Do this: Reproduce the following data line for line, without changing anything.

Material:
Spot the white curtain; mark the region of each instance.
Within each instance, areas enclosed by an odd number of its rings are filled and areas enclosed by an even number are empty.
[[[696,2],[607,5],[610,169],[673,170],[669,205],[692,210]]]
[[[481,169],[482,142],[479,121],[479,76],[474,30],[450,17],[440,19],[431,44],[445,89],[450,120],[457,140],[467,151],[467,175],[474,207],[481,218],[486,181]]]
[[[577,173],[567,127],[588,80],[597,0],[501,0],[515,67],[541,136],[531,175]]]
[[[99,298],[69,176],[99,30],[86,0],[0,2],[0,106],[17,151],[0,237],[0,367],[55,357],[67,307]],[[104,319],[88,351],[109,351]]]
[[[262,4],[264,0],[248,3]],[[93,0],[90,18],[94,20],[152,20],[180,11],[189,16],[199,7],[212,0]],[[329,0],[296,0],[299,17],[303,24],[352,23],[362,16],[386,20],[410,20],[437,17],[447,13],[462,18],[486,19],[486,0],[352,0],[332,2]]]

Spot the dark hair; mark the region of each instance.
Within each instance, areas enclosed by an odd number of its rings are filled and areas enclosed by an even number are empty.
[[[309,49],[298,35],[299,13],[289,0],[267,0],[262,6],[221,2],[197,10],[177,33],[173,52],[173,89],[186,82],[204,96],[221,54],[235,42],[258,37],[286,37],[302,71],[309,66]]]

Complete output:
Spot the white curtain; mark the region of each instance.
Within each instance, areas enclosed by an odd number of its rings are filled and areas enclosed by an even number are empty.
[[[696,2],[607,5],[610,169],[673,170],[669,205],[692,210]]]
[[[481,169],[482,142],[479,121],[479,76],[474,30],[450,17],[440,19],[431,44],[445,89],[450,120],[457,140],[467,151],[467,175],[474,207],[481,218],[486,181]]]
[[[577,173],[567,127],[588,80],[597,0],[501,0],[515,67],[541,136],[531,175]]]
[[[99,298],[69,176],[99,30],[86,0],[0,2],[0,106],[17,151],[0,237],[0,367],[55,357],[67,307]],[[104,319],[88,351],[109,351]]]
[[[262,4],[264,0],[248,3]],[[93,0],[90,18],[94,20],[152,20],[180,11],[189,16],[199,7],[212,0]],[[329,0],[296,0],[299,17],[303,24],[352,23],[362,16],[386,20],[410,20],[437,17],[447,13],[462,18],[486,19],[486,0],[352,0],[332,2]]]

Spot the dark hair; mark the region of each instance.
Within each instance, areas enclosed by an odd number of its rings are filled and areas enclosed by an even number are empty.
[[[309,49],[298,35],[299,13],[289,0],[267,0],[262,6],[221,2],[197,10],[177,33],[173,52],[173,89],[186,82],[204,96],[221,54],[235,42],[258,37],[286,37],[302,71],[309,66]]]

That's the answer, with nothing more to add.